(Records from a dataset)
========================================================================

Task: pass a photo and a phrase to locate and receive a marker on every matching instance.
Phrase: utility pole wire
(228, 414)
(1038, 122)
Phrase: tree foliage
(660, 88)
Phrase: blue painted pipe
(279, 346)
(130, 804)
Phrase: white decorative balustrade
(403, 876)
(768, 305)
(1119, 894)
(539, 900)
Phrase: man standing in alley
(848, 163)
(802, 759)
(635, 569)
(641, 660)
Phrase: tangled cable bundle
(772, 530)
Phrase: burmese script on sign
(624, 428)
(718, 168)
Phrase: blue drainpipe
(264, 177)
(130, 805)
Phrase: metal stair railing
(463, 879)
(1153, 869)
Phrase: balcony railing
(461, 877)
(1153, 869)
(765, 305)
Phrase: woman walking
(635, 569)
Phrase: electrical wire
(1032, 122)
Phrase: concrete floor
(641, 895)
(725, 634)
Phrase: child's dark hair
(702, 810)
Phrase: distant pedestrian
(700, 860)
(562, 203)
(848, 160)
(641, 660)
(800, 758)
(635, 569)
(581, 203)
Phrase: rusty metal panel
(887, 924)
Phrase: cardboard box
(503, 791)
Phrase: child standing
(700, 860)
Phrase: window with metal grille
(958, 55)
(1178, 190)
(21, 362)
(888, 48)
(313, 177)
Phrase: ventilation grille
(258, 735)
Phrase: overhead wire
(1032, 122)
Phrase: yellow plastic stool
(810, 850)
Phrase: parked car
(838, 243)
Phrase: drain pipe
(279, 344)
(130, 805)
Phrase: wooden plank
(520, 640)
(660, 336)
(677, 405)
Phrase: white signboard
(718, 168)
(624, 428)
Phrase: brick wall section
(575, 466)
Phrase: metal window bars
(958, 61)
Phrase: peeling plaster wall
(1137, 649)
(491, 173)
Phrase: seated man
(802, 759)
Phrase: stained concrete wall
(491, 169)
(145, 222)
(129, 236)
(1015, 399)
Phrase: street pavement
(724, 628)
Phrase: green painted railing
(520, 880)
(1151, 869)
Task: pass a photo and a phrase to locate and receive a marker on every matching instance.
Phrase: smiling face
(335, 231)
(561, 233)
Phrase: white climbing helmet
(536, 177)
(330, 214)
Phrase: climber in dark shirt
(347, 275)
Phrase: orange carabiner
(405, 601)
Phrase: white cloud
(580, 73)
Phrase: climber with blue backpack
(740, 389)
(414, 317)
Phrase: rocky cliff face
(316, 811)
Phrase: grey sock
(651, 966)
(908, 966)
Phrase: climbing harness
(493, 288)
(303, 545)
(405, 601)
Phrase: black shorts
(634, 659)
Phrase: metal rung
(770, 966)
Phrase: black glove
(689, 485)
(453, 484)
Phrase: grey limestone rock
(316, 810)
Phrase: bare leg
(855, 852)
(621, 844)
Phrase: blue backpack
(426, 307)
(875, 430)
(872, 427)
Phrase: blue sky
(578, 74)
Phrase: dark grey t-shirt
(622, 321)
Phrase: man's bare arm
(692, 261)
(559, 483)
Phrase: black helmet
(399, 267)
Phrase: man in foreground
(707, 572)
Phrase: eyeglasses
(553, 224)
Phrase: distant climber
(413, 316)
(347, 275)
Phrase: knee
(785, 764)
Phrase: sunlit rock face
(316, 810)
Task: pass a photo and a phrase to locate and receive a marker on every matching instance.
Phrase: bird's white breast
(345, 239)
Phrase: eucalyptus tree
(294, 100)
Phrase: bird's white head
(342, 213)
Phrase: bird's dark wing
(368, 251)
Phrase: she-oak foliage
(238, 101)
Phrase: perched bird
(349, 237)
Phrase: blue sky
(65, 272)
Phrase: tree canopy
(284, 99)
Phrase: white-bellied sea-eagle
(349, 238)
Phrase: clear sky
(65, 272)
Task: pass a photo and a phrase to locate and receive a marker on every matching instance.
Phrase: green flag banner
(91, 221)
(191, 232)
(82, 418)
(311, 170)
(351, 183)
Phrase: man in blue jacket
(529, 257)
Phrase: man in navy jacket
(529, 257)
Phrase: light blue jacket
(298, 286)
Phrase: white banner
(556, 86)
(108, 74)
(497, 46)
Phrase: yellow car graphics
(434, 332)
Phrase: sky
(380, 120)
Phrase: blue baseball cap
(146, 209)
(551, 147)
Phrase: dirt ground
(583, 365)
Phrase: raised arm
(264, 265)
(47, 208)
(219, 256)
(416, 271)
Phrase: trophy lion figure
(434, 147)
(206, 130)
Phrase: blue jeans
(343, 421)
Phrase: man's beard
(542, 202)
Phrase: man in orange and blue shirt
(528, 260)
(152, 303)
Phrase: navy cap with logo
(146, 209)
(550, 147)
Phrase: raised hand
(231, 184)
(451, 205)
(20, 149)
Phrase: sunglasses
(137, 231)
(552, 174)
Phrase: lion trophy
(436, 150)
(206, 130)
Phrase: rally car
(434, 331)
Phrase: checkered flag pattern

========================================================================

● **Requirement**
Write out each line of the data above again, exactly as given.

● **Result below**
Task: pass a photo and a phrase to locate and receive a marker on every matching instance.
Phrase: utility pole wire
(228, 414)
(1038, 122)
Phrase: tree foliage
(660, 88)
Phrase: blue painted pipe
(279, 346)
(130, 804)
Phrase: white decorative balustrade
(403, 876)
(768, 305)
(1119, 894)
(539, 900)
Phrase: man standing in alley
(848, 163)
(802, 759)
(635, 569)
(641, 660)
Phrase: tangled cable bundle
(772, 530)
Phrase: burmese script on sign
(624, 428)
(718, 168)
Phrase: blue drainpipe
(264, 177)
(130, 805)
Phrase: metal stair railing
(463, 879)
(1153, 869)
Phrase: balcony railing
(461, 877)
(1153, 869)
(765, 305)
Phrase: woman walking
(635, 569)
Phrase: electrical wire
(1032, 122)
Phrase: concrete floor
(641, 895)
(725, 634)
Phrase: child's dark hair
(702, 810)
Phrase: distant pedestrian
(700, 860)
(562, 203)
(848, 160)
(641, 660)
(800, 758)
(635, 569)
(581, 203)
Phrase: rusty metal panel
(887, 924)
Phrase: cardboard box
(503, 791)
Phrase: child standing
(700, 860)
Phrase: window with metal grille
(958, 55)
(1178, 190)
(21, 362)
(888, 48)
(313, 177)
Phrase: ventilation grille
(258, 735)
Phrase: overhead wire
(1032, 122)
Phrase: yellow plastic stool
(810, 850)
Phrase: parked car
(838, 243)
Phrase: drain pipe
(279, 344)
(130, 805)
Phrase: wooden plank
(520, 640)
(660, 336)
(677, 405)
Phrase: white signboard
(718, 168)
(624, 428)
Phrase: brick wall section
(575, 466)
Phrase: metal window bars
(958, 61)
Phrase: peeling plaster wall
(1137, 649)
(491, 173)
Phrase: seated man
(802, 759)
Phrase: stained concrete wall
(491, 169)
(145, 222)
(129, 236)
(1015, 399)
Phrase: street pavement
(724, 628)
Phrase: green painted railing
(520, 880)
(1151, 869)
Task: pass a photo and a phrase to locate and receive a marker on every matching instance.
Phrase: smiling face
(335, 231)
(561, 233)
Phrase: white climbing helmet
(536, 177)
(330, 214)
Phrase: climber in dark shirt
(347, 275)
Phrase: orange carabiner
(405, 601)
Phrase: white cloud
(580, 73)
Phrase: climber with blue backpack
(740, 389)
(414, 317)
Phrase: rocky cliff face
(316, 811)
Phrase: grey sock
(651, 966)
(908, 966)
Phrase: climbing harness
(493, 288)
(303, 545)
(405, 601)
Phrase: black shorts
(634, 659)
Phrase: metal rung
(770, 966)
Phrase: black glove
(689, 485)
(453, 484)
Phrase: grey limestone rock
(316, 810)
Phrase: bare leg
(855, 852)
(621, 844)
Phrase: blue backpack
(426, 307)
(875, 430)
(872, 427)
Phrase: blue sky
(578, 74)
Phrase: dark grey t-shirt
(622, 321)
Phrase: man's bare arm
(692, 261)
(559, 483)
Phrase: black helmet
(399, 267)
Phrase: man in foreground
(707, 572)
Phrase: eyeglasses
(553, 224)
Phrase: distant climber
(413, 316)
(347, 275)
Phrase: knee
(785, 764)
Phrase: sunlit rock face
(316, 810)
Task: pass a photo and a phrase to locate and receive a marker on every matching instance.
Phrase: bird's white breast
(345, 239)
Phrase: eucalyptus tree
(294, 100)
Phrase: bird's white head
(342, 213)
Phrase: bird's dark wing
(368, 251)
Phrase: she-oak foliage
(238, 101)
Phrase: perched bird
(349, 237)
Phrase: blue sky
(65, 272)
Phrase: tree canopy
(284, 99)
Phrase: white-bellied sea-eagle
(349, 238)
Phrase: clear sky
(65, 272)
Task: pass a photo and a phrase to locate and receive a marker on every matching instance.
Phrase: green flag banner
(91, 221)
(191, 232)
(82, 418)
(311, 170)
(351, 183)
Phrase: man in blue jacket
(529, 257)
Phrase: man in navy jacket
(529, 257)
Phrase: light blue jacket
(298, 286)
Phrase: white banner
(556, 86)
(108, 74)
(497, 46)
Phrase: yellow car graphics
(434, 332)
Phrase: sky
(380, 120)
Phrase: blue baseball cap
(146, 209)
(551, 147)
Phrase: dirt ground
(583, 365)
Phrase: raised arm
(264, 265)
(47, 208)
(219, 256)
(416, 271)
Phrase: trophy lion figure
(434, 147)
(206, 130)
Phrase: blue jeans
(343, 421)
Phrase: man's beard
(542, 202)
Phrase: man in orange and blue shirt
(528, 260)
(152, 303)
Phrase: navy cap with logo
(146, 209)
(550, 147)
Phrase: raised hand
(231, 184)
(451, 205)
(20, 149)
Phrase: sunglasses
(137, 231)
(552, 174)
Phrase: lion trophy
(436, 150)
(206, 130)
Phrase: rally car
(434, 331)
Phrase: checkered flag pattern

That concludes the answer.